◆ Problem details: Give the data again in full, exactly as written below.

◆ Dataset entries:
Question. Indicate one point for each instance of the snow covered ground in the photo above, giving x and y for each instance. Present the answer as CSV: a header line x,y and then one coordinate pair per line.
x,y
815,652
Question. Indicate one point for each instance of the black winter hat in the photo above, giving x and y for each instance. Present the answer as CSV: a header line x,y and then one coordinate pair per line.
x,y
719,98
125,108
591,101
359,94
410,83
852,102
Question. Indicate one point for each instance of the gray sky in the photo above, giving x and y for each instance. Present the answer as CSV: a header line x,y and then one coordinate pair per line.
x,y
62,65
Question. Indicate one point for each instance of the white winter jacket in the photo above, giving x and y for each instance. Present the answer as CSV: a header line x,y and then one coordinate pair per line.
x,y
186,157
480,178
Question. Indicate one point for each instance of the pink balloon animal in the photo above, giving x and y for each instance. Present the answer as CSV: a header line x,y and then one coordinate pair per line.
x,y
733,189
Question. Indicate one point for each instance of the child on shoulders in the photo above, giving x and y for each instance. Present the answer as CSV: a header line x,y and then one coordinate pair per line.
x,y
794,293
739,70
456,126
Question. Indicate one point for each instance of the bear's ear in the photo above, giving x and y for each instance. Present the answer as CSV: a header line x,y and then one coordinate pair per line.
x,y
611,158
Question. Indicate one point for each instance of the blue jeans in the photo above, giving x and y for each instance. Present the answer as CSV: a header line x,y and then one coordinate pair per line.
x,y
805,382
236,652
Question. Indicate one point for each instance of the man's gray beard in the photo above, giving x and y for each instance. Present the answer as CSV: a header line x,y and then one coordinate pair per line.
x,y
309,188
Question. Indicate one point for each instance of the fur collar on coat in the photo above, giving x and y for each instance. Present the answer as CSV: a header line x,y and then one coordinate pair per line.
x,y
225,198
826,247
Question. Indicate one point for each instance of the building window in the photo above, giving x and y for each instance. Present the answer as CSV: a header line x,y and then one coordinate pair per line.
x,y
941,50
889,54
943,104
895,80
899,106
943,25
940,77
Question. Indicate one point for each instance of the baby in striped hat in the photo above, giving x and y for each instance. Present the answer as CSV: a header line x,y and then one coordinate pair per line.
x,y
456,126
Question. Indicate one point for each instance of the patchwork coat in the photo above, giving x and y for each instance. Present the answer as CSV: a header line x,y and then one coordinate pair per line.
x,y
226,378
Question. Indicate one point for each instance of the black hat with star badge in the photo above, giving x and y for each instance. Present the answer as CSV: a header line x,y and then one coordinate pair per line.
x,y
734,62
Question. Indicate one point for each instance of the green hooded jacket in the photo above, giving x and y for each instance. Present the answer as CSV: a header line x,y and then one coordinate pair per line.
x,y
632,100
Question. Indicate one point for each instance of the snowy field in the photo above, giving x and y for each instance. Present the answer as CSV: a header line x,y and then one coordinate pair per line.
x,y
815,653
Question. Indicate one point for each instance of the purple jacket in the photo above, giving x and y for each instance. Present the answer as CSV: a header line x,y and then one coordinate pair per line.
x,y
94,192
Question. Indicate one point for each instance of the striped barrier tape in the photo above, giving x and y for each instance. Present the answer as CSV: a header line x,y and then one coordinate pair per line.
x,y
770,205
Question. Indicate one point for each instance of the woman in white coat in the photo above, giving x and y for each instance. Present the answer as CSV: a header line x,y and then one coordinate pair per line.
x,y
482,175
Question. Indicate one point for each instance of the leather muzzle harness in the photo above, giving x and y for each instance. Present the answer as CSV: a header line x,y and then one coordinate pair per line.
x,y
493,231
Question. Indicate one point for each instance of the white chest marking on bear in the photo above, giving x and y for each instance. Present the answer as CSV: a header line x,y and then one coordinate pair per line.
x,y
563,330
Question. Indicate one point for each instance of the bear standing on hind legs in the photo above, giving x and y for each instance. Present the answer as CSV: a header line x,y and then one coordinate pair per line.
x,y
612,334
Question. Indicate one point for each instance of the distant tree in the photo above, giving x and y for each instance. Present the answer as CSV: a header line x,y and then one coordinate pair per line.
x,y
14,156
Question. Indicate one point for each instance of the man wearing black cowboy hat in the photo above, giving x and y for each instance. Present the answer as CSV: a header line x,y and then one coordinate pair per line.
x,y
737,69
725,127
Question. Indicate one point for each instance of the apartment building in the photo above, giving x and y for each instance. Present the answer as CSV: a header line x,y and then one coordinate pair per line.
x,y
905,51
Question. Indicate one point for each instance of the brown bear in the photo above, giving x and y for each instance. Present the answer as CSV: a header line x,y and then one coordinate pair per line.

◆ Response:
Question. Indicate one point for each instance of the snow covered ground in the photo above, giving x and y for each instance. Present the answer as CSV: a header line x,y and then one coordinate pair per line.
x,y
815,652
Question. Indicate one point for each instance of the black winter hat in the photo above, giving x and y for each instance. Present the answer as CSV: a header line x,y and then one coordinate pair per line.
x,y
719,98
125,108
591,101
359,94
410,83
852,102
Question. Indicate one point for each instance of the gray sky in the photo above, giving x and y for each instance. Present the answer as CSV: a header line x,y and then one coordinate pair per line.
x,y
62,65
Question. Indicate one point for each instance of the white winter jacket in the photo above, giving x and y for each instance. Present the answer as CSV: a header line x,y and then one coordinate pair per line.
x,y
186,157
480,178
Question. Indicate one point for each instance of the pink balloon animal in the photo above, giving x and y for each instance. Present the answer as CSV: a header line x,y and then one coordinate pair per line.
x,y
733,189
Question. Indicate one point for each instance of the child on shoulders in the photo above, giving x and y for each instance. Present the answer as CSV: a header line x,y and then one coordinate pair per line.
x,y
794,293
739,70
456,126
Question. Indicate one point for each instance of the bear's ear in the photo above, giving x and y for each instance. Present the answer as CSV: a header line x,y and then one coordinate pair per line.
x,y
611,158
Question. Indicate one point for each instance of the blue jeans in the photo above, giving x and y for each instance. Present the answer as CSV: a header line x,y and then one coordinate pair per line.
x,y
805,382
236,652
Question. Indicate one point for each instance of the man's gray beard in the photo above, giving x and y for each instance. Present the answer as CSV: a header line x,y and then one coordinate pair per line.
x,y
309,188
Question. Indicate one point for each instance of the fur collar on coat in the photo above, giving x and y for each instance. Present the answer as CSV: a header line x,y and then one coordinate pair per line.
x,y
225,198
826,247
Question. Indicate one point for each instance of the building window in the photo above, giving x and y for each instance. Present the answer as CSV: a header line x,y and then one coordinate pair per line.
x,y
941,50
889,54
943,104
895,80
899,106
943,25
940,77
Question. Indicate one point for each instance of the baby in striped hat in the photo above, giving x and y for each instance. Present the answer as CSV: a header line x,y and then one coordinate pair per line.
x,y
456,126
Question. Indicate one point for each instance of the patchwork coat in the photo above, giving x and y for each instance. Present the answer as CSV: a header line x,y and then one coordinate pair per line.
x,y
226,378
Question. Indicate one point for each instance of the black hat with star badge in the photo above, giving x and y for each instance. Present the answer as CSV: a header line x,y and then one coordinate pair per line.
x,y
734,62
Question. Indicate one point for each instance of the green hooded jacket in the photo above, giving x and y for each instance. Present the answer as CSV: a header line x,y and then one coordinate pair per line.
x,y
632,100
Question. Indicate one point for each instance of the snowy field in the photo above, giving x and y for each instance. Present the answer as CSV: a header line x,y and then one coordinate pair per line.
x,y
815,653
Question. Indicate one point for each instance of the purple jacket in the photo above, giving x and y for each instance. Present the answer as CSV: a header line x,y and then one coordinate pair per line.
x,y
94,192
Question. Indicate one point for each instance of the striped barrier tape in the photo above, giving x and y for each instance. Present the answer as CSV: a header line x,y and then one coordinate pair per line.
x,y
770,205
Question. Indicate one point for each instance of the woman in white coat in the photo above, giving x and y for each instance. Present the answer as CSV: a header line x,y and then one coordinate pair per line.
x,y
482,175
Question. Indicate one point for each instance of the leather muzzle harness in the photo above, giving x and y for each instance. Present the answer as CSV: a header line x,y and then one coordinate pair per line.
x,y
493,231
Question. Indicate one point for each instance of the white chest marking on bear in the photo above, giving x and y for each instance. Present the answer as CSV: a header line x,y and then one coordinate pair per line.
x,y
563,330
Question. Indicate one point for each instance of the bear standing on hind legs in the photo above, giving x and y for each instance. Present the answer as CSV: a header line x,y and then one coordinate pair per line.
x,y
612,334
Question. Indicate one point for each instance of the distant tree in the photo above, giving x and y for each instance. Present the answer as CSV: a header line x,y and then one coordinate pair per line.
x,y
14,156
Question. Indicate one point for each instance of the man wearing black cowboy hat in the photo above, giving x and y for each instance. Present the answer as CSV: a header line x,y and then one coordinate pair per line.
x,y
737,69
725,127
Question. Indicate one point for each instance of the apartment building in the photo above, giving x and y for each instance. Present the answer as CSV: a header line x,y and then one coordinate pair per line.
x,y
905,51
Question. Indicate one point for each instance of the brown bear in the photo above, giving x and y for each instance. Present the answer as CSV: a header line x,y and then one coordinate pair per line.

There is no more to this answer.